# 文档片段

- - -

然后可以在回文树上 DP,设 \(f_i\) 表示变成 \(i\) 串的最小代价。
那么有:
\[\begin{aligned} f_u&\leftarrow f_{\mathrm{trans}_u} + 1 + \frac{\mathrm{len}_u}{2} - \mathrm{len}_{\mathrm{trans}_u}\\ f_u&\leftarrow f_{\mathrm{fa}_u}+1 \end{aligned} \]那么 \(u\) 串的贡献为 \(n+f_u-\mathrm{len}_u\)
代码:
const int N = 1e5 + 10;
inline ll Read()
{
ll x = 0, f = 1;
char c = getchar();
while (c != '-' && (c < '0' || c > '9')) c = getchar();
if (c == '-') f = -f, c = getchar();
while (c >= '0' && c <= '9') x = (x << 3) + (x << 1) + c - '0', c = getchar();
return x * f;
}
int t;
char s[N];
int Code(char c)
{
switch (c)

- - -

# 记录条目

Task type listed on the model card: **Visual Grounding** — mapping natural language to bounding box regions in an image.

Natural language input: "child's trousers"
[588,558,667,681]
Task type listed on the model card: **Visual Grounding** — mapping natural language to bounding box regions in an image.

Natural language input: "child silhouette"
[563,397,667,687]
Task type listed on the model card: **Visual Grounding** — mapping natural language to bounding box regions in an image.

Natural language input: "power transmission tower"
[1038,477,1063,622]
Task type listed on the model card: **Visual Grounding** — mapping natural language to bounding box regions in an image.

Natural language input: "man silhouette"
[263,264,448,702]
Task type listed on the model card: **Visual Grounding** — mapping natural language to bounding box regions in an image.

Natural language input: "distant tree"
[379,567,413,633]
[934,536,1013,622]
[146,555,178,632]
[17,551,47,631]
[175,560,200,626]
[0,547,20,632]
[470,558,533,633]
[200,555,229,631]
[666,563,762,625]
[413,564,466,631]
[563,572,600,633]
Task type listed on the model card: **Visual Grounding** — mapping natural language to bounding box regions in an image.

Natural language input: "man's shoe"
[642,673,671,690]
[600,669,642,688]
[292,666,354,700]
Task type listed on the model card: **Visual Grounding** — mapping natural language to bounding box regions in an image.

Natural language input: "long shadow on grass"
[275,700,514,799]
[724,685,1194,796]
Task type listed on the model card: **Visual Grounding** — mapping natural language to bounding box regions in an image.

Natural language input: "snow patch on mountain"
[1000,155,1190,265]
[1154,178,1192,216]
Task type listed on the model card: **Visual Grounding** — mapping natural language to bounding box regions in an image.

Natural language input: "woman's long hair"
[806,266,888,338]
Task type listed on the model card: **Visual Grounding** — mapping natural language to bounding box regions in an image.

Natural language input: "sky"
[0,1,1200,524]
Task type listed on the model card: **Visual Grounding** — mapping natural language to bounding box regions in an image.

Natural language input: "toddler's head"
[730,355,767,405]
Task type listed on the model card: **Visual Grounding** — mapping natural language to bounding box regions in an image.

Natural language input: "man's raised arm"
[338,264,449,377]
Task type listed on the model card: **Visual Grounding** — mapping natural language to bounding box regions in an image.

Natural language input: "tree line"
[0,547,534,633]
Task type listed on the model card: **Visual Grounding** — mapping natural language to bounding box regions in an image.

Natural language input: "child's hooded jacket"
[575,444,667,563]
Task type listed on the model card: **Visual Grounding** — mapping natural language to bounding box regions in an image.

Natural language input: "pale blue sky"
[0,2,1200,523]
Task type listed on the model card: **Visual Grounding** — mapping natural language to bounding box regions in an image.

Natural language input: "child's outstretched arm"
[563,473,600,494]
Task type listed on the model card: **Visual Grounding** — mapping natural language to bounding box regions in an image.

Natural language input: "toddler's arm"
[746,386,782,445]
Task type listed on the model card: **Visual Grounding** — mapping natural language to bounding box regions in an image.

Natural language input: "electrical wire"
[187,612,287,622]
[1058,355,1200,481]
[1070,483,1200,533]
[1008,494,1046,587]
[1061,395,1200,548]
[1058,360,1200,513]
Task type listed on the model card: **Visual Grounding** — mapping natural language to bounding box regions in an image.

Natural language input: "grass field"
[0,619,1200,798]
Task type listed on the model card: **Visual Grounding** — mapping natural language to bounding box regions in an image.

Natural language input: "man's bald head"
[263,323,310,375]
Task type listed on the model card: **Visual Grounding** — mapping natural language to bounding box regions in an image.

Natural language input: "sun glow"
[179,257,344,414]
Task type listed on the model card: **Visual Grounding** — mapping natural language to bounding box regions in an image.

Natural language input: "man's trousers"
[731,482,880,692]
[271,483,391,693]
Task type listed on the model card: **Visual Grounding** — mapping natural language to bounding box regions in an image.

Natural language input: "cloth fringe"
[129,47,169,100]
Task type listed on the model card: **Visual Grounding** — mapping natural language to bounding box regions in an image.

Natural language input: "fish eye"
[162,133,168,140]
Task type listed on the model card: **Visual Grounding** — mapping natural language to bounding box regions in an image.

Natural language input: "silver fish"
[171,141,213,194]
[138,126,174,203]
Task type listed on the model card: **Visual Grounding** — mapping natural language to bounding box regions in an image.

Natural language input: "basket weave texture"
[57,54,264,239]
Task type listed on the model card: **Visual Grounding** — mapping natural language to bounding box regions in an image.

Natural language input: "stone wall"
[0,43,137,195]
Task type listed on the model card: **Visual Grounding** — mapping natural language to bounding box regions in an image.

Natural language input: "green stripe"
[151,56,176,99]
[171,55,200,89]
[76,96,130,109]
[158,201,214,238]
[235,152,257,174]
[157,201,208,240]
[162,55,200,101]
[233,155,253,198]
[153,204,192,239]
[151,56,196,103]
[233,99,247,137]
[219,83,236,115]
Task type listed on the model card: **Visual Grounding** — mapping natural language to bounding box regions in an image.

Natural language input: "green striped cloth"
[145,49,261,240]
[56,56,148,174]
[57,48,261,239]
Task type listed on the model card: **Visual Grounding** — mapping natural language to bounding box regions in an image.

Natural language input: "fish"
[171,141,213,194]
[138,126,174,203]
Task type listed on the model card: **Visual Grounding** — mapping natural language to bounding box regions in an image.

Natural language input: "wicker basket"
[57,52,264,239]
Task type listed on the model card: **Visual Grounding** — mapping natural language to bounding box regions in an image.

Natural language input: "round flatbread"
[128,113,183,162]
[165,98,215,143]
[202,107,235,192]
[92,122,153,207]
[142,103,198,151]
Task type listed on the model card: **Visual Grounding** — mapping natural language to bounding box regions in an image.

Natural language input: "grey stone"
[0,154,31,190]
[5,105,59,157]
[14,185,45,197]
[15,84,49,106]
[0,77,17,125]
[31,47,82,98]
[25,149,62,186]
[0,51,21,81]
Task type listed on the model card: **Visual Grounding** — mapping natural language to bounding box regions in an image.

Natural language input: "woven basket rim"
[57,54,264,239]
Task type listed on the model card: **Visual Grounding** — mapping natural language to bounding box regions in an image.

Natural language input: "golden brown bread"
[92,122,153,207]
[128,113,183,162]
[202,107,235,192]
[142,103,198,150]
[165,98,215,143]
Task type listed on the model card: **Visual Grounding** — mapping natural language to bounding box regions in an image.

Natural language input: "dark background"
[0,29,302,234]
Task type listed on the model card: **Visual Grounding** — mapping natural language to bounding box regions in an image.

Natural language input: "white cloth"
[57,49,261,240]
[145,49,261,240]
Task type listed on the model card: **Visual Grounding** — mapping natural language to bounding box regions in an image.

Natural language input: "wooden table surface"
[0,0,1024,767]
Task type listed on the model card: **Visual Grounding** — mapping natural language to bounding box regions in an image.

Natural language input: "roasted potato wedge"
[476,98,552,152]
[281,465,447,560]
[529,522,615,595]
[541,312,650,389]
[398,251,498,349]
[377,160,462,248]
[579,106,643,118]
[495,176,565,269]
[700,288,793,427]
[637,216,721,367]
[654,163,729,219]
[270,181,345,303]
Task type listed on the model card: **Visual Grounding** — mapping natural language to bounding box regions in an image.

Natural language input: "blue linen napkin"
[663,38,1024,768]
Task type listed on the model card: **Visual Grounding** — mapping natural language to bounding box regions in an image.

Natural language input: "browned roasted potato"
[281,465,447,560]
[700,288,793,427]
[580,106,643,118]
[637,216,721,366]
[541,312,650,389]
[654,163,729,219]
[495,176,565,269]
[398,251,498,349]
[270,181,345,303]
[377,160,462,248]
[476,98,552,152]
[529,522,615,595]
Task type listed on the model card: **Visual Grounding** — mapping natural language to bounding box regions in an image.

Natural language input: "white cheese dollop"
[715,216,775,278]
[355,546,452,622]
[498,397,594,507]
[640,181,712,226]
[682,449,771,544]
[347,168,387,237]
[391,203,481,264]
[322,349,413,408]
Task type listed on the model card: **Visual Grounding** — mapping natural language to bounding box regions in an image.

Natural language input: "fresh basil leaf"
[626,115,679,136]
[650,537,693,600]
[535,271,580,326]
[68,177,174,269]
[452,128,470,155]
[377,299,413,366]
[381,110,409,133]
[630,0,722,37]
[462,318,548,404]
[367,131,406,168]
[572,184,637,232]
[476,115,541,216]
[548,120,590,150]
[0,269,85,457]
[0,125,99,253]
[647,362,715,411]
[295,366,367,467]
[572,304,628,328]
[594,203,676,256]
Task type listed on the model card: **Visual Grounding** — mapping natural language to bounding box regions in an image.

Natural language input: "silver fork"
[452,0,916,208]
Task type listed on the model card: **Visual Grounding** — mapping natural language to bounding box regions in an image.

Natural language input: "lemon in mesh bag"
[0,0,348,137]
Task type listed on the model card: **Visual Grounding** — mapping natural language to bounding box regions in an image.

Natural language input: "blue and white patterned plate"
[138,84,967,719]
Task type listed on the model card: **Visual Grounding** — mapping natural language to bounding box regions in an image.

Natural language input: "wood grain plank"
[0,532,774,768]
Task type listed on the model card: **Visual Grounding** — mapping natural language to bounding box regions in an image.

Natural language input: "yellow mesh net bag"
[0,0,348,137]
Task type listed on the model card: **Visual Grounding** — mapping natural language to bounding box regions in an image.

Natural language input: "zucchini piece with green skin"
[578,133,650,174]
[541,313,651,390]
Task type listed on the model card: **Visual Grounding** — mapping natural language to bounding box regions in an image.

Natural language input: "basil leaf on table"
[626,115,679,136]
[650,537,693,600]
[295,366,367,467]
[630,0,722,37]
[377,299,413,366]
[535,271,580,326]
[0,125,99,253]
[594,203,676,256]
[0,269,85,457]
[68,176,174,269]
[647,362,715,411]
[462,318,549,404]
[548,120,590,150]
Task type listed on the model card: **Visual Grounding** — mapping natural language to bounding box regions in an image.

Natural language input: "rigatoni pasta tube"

- - -

# 练习任务 1
请将上面关于回文树 DP 的文档片段从头到尾完整输出，一字不改。
# 练习任务 2
请在记录中找出所有包含字符串“head”的行，并逐行照抄出来，匹配时区分大小写。

# 正确答案 1
然后可以在回文树上 DP,设 \(f_i\) 表示变成 \(i\) 串的最小代价。
那么有:
\[\begin{aligned} f_u&\leftarrow f_{\mathrm{trans}_u} + 1 + \frac{\mathrm{len}_u}{2} - \mathrm{len}_{\mathrm{trans}_u}\\ f_u&\leftarrow f_{\mathrm{fa}_u}+1 \end{aligned} \]那么 \(u\) 串的贡献为 \(n+f_u-\mathrm{len}_u\)
代码:
const int N = 1e5 + 10;
inline ll Read()
{
ll x = 0, f = 1;
char c = getchar();
while (c != '-' && (c < '0' || c > '9')) c = getchar();
if (c == '-') f = -f, c = getchar();
while (c >= '0' && c <= '9') x = (x << 3) + (x << 1) + c - '0', c = getchar();
return x * f;
}
int t;
char s[N];
int Code(char c)
{
switch (c)

# 正确答案 2
Natural language input: "toddler's head"
Natural language input: "man's bald head"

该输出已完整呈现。